WHAT THE EXERCISE ASKS: Run through the records and show each line that includes the string "player".

=== Begin Enclosure ===

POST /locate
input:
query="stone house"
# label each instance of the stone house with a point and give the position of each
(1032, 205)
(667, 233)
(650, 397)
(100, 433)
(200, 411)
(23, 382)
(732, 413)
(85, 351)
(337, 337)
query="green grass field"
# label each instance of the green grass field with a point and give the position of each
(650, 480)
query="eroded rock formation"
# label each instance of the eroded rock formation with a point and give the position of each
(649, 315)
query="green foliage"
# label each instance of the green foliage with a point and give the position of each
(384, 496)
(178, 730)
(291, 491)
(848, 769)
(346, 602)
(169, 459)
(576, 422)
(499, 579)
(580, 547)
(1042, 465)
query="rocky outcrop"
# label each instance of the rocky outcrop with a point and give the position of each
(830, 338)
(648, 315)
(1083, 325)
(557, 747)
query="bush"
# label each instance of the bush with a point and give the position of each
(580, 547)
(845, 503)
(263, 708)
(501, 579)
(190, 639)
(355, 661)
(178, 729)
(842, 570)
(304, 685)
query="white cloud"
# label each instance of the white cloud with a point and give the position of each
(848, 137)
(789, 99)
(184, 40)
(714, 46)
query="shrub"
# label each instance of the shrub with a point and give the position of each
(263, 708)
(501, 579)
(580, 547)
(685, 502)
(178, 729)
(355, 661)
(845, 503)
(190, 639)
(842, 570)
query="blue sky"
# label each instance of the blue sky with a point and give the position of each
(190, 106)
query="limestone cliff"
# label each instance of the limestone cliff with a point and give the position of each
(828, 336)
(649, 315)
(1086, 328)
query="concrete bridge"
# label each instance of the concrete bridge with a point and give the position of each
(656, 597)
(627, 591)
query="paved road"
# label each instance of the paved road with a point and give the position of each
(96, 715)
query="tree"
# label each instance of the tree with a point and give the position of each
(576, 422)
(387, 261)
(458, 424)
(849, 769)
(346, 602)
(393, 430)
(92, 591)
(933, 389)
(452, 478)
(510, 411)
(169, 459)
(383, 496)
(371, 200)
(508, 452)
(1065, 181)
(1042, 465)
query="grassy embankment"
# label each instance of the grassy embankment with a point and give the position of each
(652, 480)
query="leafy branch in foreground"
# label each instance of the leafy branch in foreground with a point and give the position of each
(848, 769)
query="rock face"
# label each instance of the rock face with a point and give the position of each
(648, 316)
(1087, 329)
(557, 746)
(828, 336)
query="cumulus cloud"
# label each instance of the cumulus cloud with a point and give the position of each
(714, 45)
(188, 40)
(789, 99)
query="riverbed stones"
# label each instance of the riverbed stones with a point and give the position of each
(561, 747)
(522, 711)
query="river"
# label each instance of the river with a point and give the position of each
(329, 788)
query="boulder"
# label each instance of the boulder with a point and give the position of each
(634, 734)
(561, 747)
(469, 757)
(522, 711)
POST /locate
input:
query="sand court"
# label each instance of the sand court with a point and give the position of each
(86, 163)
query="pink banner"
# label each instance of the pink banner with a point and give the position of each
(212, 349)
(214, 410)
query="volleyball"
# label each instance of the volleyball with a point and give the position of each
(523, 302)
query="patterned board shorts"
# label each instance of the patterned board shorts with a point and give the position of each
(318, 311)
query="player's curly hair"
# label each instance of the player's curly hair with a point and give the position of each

=== End Enclosure ===

RESPONSE FOR THIS EXERCISE:
query="player's curly hair"
# label each instance of the player's curly hair with a point and give the position of each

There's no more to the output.